--- Excerpted text ---
####################
# General > PC & Console Gaming >  Deep scratch on Xbox 360 games.

## 2little2late

My son has scratched a couple of his xbox 360 games. The console was accidentally knocked with the game playing, the disc then became loose inside the drawer of the console and spinning round quite violently. There is now a scratch on the outer circumference of the data side of the disc. The disc cannot be read, thus the game no longer plays. Can the scratch be removed safely and the game be able to be played again?.

----------


## angusk2

Game in Inverness offer a scratch removal service not sure if it will remove this type of scratch tho.best keeping the 360 horizontal to avoid this happening.i once had it happen to Call of Duty modern Warfare and it was only a few hours old!!Could have killed the son I swear lol.

----------


## Vistravi

Had similar problem with Juiced 2 when it first came out, paid £37.99!! Most I've ever paid for a new release that wasn't limited edition, anyway, ring scratch is fatal, in my case and a few other people the game becomes unusable. The only way I can think to get round the problem is to borrow someone else's copy, install to hard drive and hope the required sections of the disc are still intact. Also used as a halo 3 fix for a friend of mine (his disc had a big crack through it and this worked).

----------


## Rottie

If it's not too bad a scratch try polishing disc with T-Cut but don't use to much....worked on some of our scratched discs

----------


## Loraine

Or use this service: http://www.scratch-free.co.uk/
It's a new business just set up, based in Forss. Simply post your disc out to them, they repair it and send it back for a very reasonable price!  :Grin:

----------


## 2little2late

Thanks, they have been in touch with me.

----------
####################
--- Entries from a dataset ---
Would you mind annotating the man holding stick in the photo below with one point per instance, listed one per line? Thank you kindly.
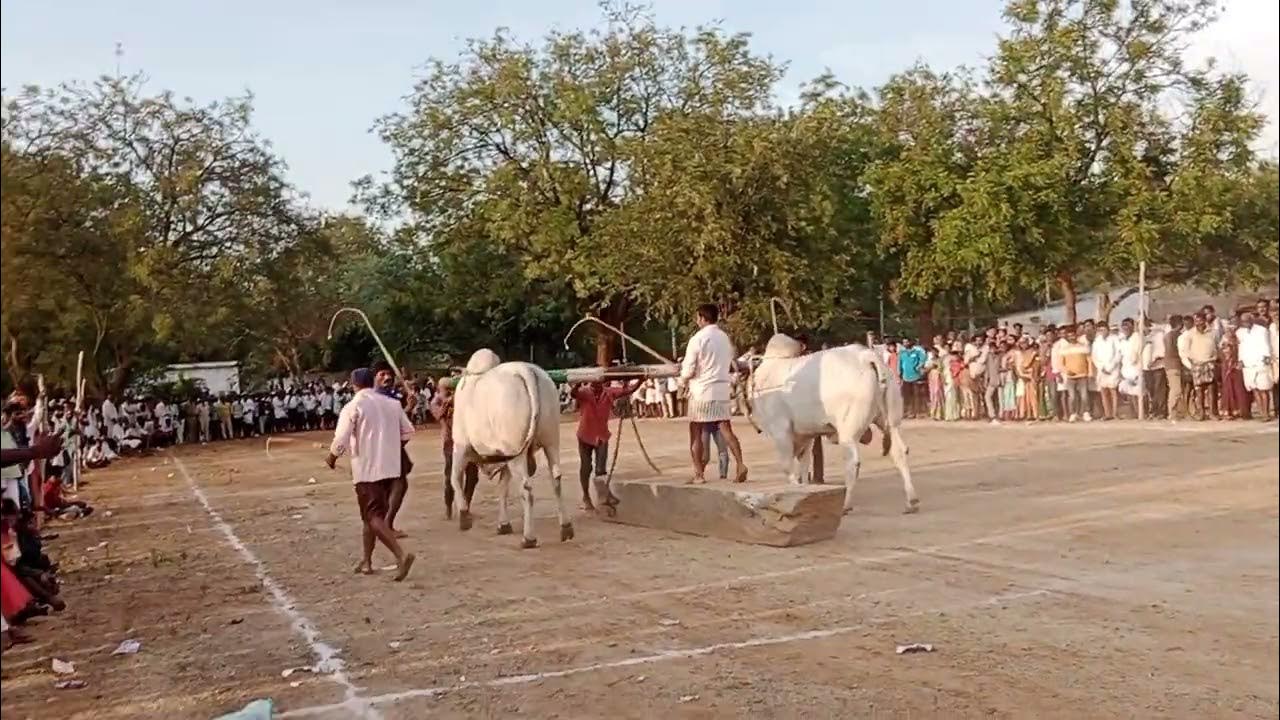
(385, 384)
(374, 429)
(707, 369)
(595, 405)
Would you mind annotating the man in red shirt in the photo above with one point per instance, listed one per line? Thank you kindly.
(595, 406)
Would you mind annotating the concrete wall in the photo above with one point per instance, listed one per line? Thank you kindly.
(216, 377)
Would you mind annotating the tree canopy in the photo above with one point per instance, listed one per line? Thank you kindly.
(635, 171)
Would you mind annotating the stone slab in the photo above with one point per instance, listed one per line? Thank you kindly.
(775, 514)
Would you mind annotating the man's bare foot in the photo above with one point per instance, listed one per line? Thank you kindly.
(402, 572)
(16, 636)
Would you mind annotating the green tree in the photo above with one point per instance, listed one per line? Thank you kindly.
(154, 208)
(531, 147)
(926, 147)
(1080, 153)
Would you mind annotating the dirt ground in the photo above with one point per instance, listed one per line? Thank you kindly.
(1102, 570)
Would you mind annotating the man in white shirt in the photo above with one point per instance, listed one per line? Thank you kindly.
(110, 415)
(327, 409)
(373, 428)
(707, 369)
(1256, 355)
(202, 418)
(279, 413)
(310, 420)
(248, 415)
(1106, 367)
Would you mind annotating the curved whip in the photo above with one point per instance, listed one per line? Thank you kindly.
(625, 336)
(371, 331)
(773, 311)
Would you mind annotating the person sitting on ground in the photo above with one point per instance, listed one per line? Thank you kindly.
(99, 455)
(135, 440)
(59, 506)
(442, 409)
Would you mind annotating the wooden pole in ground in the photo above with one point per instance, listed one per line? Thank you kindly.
(1142, 340)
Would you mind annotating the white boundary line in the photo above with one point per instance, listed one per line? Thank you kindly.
(663, 656)
(328, 660)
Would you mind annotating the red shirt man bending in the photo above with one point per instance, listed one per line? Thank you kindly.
(595, 405)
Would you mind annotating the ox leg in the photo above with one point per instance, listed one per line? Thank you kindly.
(800, 461)
(897, 451)
(503, 500)
(552, 455)
(456, 472)
(853, 465)
(785, 443)
(526, 499)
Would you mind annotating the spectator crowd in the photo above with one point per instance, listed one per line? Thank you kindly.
(1197, 365)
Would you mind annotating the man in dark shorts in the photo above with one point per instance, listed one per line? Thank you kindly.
(374, 429)
(442, 409)
(384, 381)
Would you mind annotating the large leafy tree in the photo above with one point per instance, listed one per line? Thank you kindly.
(1087, 147)
(137, 217)
(531, 147)
(926, 147)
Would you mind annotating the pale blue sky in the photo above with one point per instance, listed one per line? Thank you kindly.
(321, 71)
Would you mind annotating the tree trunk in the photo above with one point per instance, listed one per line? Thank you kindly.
(120, 378)
(1068, 283)
(606, 340)
(924, 322)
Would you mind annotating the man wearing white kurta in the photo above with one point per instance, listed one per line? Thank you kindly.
(373, 428)
(1106, 363)
(707, 369)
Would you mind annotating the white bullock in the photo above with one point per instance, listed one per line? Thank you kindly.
(503, 414)
(796, 400)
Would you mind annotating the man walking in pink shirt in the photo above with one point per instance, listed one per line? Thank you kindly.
(373, 428)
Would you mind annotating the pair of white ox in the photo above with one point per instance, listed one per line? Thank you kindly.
(506, 413)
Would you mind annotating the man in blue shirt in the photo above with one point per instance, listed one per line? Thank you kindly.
(910, 368)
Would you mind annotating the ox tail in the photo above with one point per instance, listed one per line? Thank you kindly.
(890, 400)
(526, 449)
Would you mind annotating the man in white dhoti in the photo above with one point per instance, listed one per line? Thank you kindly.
(707, 370)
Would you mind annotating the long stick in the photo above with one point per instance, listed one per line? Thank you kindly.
(371, 331)
(625, 336)
(773, 311)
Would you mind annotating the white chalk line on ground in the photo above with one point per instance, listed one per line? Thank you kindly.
(663, 656)
(328, 660)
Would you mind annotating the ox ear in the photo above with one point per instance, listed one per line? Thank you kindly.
(481, 361)
(782, 346)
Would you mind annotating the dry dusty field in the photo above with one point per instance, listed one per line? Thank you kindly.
(1104, 570)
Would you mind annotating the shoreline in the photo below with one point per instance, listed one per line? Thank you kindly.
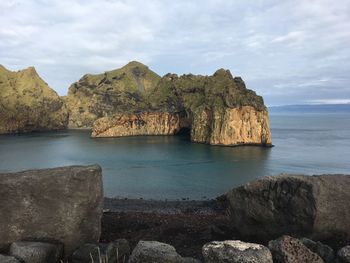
(208, 206)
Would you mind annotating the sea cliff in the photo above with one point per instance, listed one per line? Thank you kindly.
(217, 110)
(146, 123)
(28, 104)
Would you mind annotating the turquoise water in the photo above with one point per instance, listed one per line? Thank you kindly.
(173, 168)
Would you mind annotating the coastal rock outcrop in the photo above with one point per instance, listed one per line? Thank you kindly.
(60, 204)
(146, 123)
(28, 104)
(311, 206)
(118, 91)
(217, 109)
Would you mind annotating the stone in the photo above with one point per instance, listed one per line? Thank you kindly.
(37, 252)
(117, 251)
(28, 104)
(343, 254)
(63, 204)
(316, 207)
(123, 249)
(324, 251)
(156, 252)
(8, 259)
(291, 250)
(235, 251)
(146, 123)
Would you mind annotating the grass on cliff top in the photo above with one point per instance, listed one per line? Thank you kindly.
(132, 77)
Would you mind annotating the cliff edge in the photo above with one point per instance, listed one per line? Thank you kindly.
(217, 109)
(28, 104)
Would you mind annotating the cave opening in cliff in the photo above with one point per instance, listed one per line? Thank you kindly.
(185, 132)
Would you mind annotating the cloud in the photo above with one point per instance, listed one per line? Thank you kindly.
(287, 51)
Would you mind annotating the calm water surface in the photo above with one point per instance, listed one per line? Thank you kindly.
(173, 168)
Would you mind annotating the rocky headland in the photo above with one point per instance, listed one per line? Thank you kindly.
(134, 100)
(28, 104)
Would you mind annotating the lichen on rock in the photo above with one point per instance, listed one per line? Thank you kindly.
(28, 104)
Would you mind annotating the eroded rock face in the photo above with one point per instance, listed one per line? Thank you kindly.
(235, 126)
(312, 206)
(28, 104)
(344, 255)
(147, 123)
(219, 110)
(291, 250)
(235, 251)
(63, 204)
(324, 251)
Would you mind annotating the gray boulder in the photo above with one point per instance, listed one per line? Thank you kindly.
(312, 206)
(37, 252)
(8, 259)
(63, 204)
(156, 252)
(113, 252)
(291, 250)
(343, 255)
(235, 251)
(324, 251)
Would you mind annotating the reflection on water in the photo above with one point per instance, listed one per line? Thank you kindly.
(171, 167)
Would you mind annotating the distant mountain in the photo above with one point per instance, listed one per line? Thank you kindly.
(319, 108)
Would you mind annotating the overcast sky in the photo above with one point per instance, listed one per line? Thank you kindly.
(288, 51)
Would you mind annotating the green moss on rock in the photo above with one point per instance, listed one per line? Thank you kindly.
(27, 103)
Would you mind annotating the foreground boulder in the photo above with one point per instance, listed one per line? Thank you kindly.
(28, 104)
(63, 204)
(312, 206)
(324, 251)
(37, 252)
(235, 251)
(343, 255)
(291, 250)
(156, 252)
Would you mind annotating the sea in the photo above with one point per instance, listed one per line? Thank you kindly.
(173, 168)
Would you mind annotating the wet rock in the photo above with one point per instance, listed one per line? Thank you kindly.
(156, 252)
(235, 251)
(324, 251)
(36, 252)
(8, 259)
(308, 206)
(343, 255)
(123, 249)
(117, 251)
(291, 250)
(63, 204)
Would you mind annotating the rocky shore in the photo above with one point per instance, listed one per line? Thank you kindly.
(279, 219)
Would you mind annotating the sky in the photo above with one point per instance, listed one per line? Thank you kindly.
(290, 52)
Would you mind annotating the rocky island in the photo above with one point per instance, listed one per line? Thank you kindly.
(28, 104)
(133, 100)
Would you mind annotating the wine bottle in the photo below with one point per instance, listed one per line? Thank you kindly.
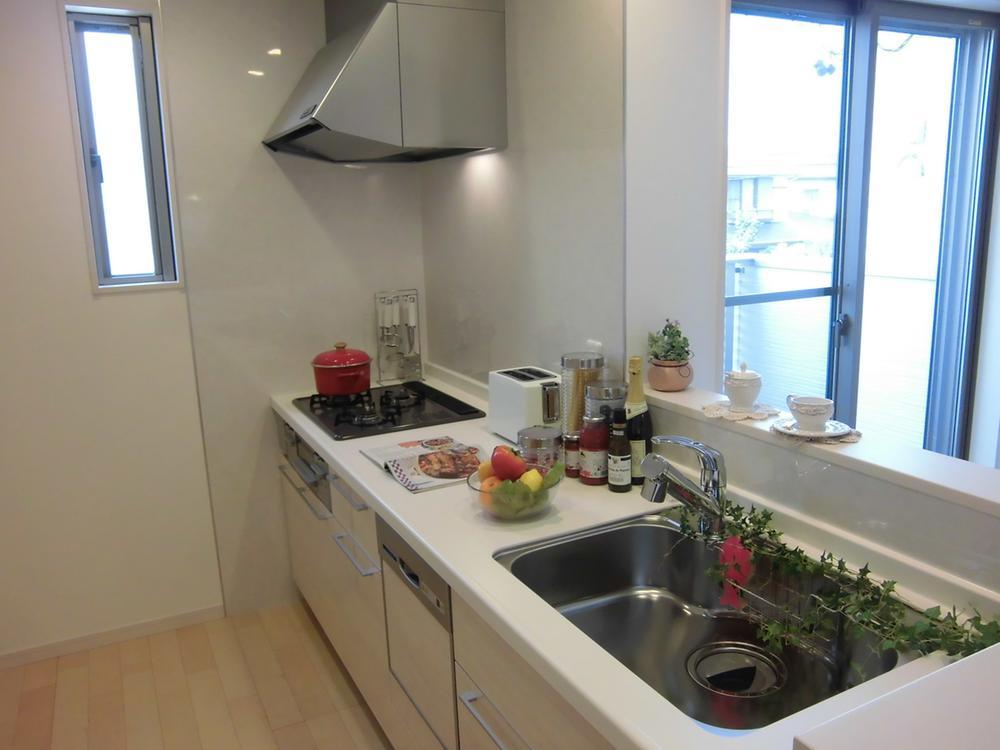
(639, 428)
(619, 455)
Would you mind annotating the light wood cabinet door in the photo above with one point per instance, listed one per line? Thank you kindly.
(306, 521)
(480, 725)
(534, 710)
(420, 655)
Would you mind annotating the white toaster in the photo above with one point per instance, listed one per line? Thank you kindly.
(522, 397)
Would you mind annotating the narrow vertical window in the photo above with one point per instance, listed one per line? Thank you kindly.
(122, 140)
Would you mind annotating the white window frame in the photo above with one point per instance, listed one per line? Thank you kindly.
(143, 24)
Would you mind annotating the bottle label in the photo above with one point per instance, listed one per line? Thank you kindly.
(638, 453)
(572, 458)
(635, 408)
(593, 464)
(619, 470)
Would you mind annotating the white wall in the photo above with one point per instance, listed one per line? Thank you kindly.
(523, 247)
(104, 510)
(283, 257)
(675, 174)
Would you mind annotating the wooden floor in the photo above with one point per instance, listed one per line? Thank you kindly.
(266, 680)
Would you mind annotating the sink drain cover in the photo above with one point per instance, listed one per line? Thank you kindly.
(737, 669)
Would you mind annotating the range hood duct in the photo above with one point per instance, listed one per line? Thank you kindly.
(400, 80)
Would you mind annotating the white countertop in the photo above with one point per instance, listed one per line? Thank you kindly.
(448, 529)
(952, 714)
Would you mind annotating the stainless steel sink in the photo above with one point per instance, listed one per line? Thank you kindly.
(644, 592)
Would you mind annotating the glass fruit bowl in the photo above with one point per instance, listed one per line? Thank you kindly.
(513, 501)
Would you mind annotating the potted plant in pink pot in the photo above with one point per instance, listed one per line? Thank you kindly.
(669, 355)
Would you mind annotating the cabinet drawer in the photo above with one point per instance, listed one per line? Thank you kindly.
(344, 500)
(534, 710)
(420, 655)
(306, 522)
(480, 725)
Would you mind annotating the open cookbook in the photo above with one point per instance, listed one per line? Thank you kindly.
(421, 465)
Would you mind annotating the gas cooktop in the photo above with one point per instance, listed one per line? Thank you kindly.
(385, 409)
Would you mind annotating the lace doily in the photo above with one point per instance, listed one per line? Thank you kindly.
(723, 410)
(851, 437)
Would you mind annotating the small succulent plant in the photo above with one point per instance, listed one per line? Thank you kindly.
(669, 344)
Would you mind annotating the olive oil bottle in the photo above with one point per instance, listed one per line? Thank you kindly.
(619, 454)
(640, 425)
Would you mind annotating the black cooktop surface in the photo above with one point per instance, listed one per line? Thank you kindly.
(385, 409)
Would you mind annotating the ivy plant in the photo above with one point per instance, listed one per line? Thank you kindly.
(855, 597)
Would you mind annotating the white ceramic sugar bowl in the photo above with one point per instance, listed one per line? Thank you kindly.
(742, 388)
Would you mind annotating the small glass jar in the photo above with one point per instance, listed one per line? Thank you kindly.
(540, 445)
(594, 451)
(578, 369)
(571, 447)
(603, 397)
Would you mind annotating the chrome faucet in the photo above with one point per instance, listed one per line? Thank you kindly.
(662, 478)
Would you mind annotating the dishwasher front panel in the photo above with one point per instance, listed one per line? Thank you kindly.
(418, 627)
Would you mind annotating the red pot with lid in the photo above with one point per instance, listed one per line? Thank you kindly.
(342, 371)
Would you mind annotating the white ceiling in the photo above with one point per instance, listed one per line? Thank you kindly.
(990, 5)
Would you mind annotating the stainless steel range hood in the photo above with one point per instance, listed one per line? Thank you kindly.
(400, 80)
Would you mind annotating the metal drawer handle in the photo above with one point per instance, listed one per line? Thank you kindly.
(467, 700)
(321, 514)
(347, 493)
(338, 539)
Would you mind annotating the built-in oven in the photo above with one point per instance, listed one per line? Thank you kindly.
(308, 464)
(418, 629)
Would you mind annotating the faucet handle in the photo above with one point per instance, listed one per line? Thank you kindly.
(655, 472)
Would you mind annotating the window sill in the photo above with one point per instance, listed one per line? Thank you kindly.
(960, 482)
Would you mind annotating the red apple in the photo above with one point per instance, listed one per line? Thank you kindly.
(506, 463)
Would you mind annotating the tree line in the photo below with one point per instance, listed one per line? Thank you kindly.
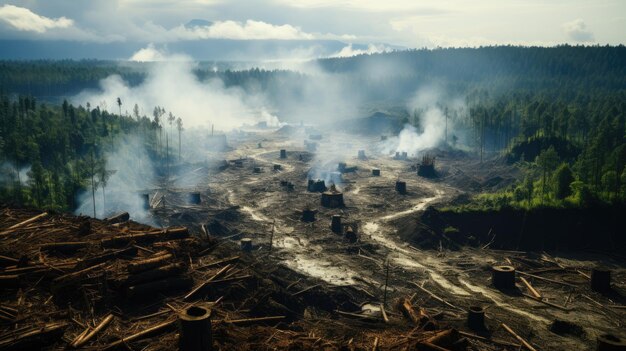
(50, 153)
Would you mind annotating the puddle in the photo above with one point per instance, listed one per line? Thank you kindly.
(418, 207)
(257, 216)
(444, 283)
(319, 268)
(493, 297)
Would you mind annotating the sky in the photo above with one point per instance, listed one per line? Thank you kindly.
(404, 23)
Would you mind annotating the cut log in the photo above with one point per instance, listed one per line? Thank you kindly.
(23, 223)
(163, 235)
(11, 281)
(85, 339)
(149, 263)
(163, 285)
(519, 338)
(152, 331)
(64, 247)
(489, 340)
(406, 307)
(107, 256)
(503, 277)
(155, 274)
(215, 263)
(202, 285)
(530, 288)
(247, 321)
(8, 261)
(34, 338)
(118, 218)
(73, 278)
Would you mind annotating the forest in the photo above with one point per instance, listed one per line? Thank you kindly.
(558, 114)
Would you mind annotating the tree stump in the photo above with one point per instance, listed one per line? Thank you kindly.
(503, 277)
(600, 280)
(195, 329)
(246, 244)
(194, 198)
(401, 187)
(608, 342)
(335, 224)
(476, 318)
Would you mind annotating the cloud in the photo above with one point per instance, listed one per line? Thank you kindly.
(24, 19)
(348, 51)
(250, 30)
(576, 30)
(148, 54)
(172, 83)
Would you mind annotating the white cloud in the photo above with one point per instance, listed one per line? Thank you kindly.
(147, 54)
(576, 30)
(242, 31)
(364, 5)
(24, 19)
(348, 50)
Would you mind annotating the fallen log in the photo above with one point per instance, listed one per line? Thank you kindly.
(149, 263)
(519, 338)
(203, 284)
(426, 346)
(8, 261)
(157, 329)
(73, 278)
(155, 274)
(253, 320)
(85, 338)
(357, 315)
(547, 279)
(65, 247)
(530, 288)
(406, 307)
(437, 297)
(21, 224)
(34, 338)
(215, 263)
(228, 280)
(9, 281)
(107, 256)
(118, 218)
(163, 235)
(151, 288)
(541, 300)
(489, 340)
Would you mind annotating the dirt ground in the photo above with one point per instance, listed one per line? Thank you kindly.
(241, 202)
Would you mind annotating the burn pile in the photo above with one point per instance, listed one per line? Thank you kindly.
(77, 282)
(426, 168)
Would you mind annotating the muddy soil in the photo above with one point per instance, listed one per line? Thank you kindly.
(268, 212)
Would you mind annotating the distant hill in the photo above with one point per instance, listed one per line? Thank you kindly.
(202, 50)
(498, 67)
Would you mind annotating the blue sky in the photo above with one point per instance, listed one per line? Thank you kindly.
(417, 23)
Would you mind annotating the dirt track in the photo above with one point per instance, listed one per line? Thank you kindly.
(461, 278)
####################
--- Problem 1 ---
List the usernames of everyone who posted in the forum thread about scratched Xbox 360 games. Name each person only once.
--- Problem 2 ---
Rewrite the part of the forum thread about scratched Xbox 360 games that starts at "# General >" and runs through "be played again?.". Swap in "DVD" wherever "disc" appears.

--- Complete response 1 ---
2little2late
angusk2
Vistravi
Rottie
Loraine

--- Complete response 2 ---
# General > PC & Console Gaming >  Deep scratch on Xbox 360 games.

## 2little2late

My son has scratched a couple of his xbox 360 games. The console was accidentally knocked with the game playing, the DVD then became loose inside the drawer of the console and spinning round quite violently. There is now a scratch on the outer circumference of the data side of the DVD. The DVD cannot be read, thus the game no longer plays. Can the scratch be removed safely and the game be able to be played again?.